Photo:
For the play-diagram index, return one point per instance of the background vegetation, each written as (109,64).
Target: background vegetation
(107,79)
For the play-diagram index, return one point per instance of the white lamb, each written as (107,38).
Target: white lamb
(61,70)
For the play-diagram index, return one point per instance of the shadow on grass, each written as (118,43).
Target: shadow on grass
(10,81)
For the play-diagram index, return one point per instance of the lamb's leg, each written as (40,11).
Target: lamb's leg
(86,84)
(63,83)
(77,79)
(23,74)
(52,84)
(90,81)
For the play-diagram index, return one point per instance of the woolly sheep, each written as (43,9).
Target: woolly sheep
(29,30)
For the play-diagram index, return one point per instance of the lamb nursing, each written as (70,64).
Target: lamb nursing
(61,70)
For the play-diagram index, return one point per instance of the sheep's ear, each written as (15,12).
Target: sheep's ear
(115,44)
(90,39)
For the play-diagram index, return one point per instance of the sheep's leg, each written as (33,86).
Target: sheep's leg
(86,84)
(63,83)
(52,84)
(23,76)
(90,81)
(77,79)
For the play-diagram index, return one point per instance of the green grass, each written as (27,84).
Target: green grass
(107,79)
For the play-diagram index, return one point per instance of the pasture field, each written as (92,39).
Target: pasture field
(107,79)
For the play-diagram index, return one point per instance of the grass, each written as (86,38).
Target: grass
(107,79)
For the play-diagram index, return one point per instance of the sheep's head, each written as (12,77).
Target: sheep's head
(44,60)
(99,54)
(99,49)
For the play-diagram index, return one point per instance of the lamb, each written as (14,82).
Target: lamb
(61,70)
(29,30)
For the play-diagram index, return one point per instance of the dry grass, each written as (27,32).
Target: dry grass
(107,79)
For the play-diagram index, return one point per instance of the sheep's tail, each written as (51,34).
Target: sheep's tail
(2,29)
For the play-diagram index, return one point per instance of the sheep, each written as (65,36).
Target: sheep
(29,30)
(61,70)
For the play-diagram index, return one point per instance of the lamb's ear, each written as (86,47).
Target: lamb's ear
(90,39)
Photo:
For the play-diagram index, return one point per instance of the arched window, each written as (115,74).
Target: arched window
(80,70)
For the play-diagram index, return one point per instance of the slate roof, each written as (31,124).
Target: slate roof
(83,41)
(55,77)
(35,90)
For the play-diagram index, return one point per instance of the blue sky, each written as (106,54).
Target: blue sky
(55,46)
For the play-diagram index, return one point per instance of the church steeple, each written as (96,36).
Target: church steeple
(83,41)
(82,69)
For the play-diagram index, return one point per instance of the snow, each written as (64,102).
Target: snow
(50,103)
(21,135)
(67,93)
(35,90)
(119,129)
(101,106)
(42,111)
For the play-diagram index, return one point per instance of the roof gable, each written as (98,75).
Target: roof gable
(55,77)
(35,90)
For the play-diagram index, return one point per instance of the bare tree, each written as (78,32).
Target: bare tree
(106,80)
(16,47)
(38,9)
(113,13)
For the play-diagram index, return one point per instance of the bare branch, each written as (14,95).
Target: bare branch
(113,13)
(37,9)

☆ ☆ ☆ ☆

_Prompt_.
Please output the entries above, every line exactly as it reads.

_Solution to the problem_.
Photo:
For the play-diagram index, return one point per instance of the background vegetation, each written as (109,64).
Target: background vegetation
(107,79)
For the play-diagram index, return one point per instance of the white lamb, each written as (107,38).
Target: white lamb
(61,70)
For the play-diagram index, return one point per instance of the shadow on grass, each written as (118,43).
Target: shadow on grass
(10,81)
For the play-diagram index, return one point per instance of the lamb's leg, each written as (40,11).
Target: lamb's leg
(86,84)
(63,83)
(77,79)
(23,74)
(52,84)
(90,81)
For the play-diagram index, return one point per instance of the woolly sheep, each written as (43,9).
Target: woolly sheep
(29,30)
For the play-diagram index, return one point per instance of the lamb nursing, each written as (70,64).
Target: lamb nursing
(61,70)
For the play-diagram index, return one point per instance of the sheep's ear, each written as (15,12).
Target: sheep's ear
(115,44)
(90,39)
For the play-diagram index, return one point per instance of the sheep's leg, each written as (33,86).
Target: sheep's leg
(86,84)
(63,83)
(52,84)
(23,76)
(90,81)
(77,79)
For the play-diagram index, return one point per instance of the green grass, each written as (27,84).
Target: green grass
(107,79)
For the play-diagram index, return one point per instance of the pasture field, each written as (92,39).
Target: pasture field
(107,79)
For the play-diagram index, return one point per instance of the grass, each written as (86,38).
Target: grass
(107,79)
For the play-diagram index, return one point per instance of the sheep's head, each written as (12,77).
Target: sheep's head
(44,60)
(99,54)
(99,49)
For the play-diagram index, return one point per instance of the lamb, each written as (14,82).
Target: lamb
(61,70)
(29,30)
For the play-diagram index, return one point per instance of the dry grass, each written as (27,32).
Target: dry grass
(107,79)
For the play-diagram index, return one point per instance of the sheep's tail, each written as (51,34).
Target: sheep's tail
(2,29)
For the play-diagram index, return one point per instance of the sheep, each written as (65,36).
Target: sheep
(29,30)
(61,70)
For the play-diagram index, return one point per instance of the lamb's ear, each written as (86,47).
Target: lamb's ear
(90,39)
Photo:
For the play-diagram index, return one point per instance of the arched window, each written as (115,74).
Target: arched window
(80,70)
For the play-diagram index, return one point per instance of the slate roof, each written as (31,124).
Target: slate roof
(83,41)
(55,77)
(35,90)
For the play-diagram index, return one point per instance of the blue sky, each written as (106,54).
Target: blue sky
(55,46)
For the play-diagram index, return one point per instance of the church steeple, each written as (96,36).
Target: church steeple
(83,41)
(82,69)
For the play-diagram index, return one point per instance of the snow, each written as (64,102).
Target: snow
(50,103)
(21,135)
(67,93)
(35,90)
(119,129)
(101,106)
(42,111)
For the play-diagram index, return one point per instance of the roof gable, each written as (98,75).
Target: roof gable
(55,77)
(35,90)
For the play-diagram index, return one point per instance of the bare tree, each written as (78,32).
Target: bare tree
(106,80)
(16,47)
(38,9)
(113,13)
For the play-diagram index, return one point per instance of the bare branch, each written as (14,95).
Target: bare branch
(113,13)
(37,9)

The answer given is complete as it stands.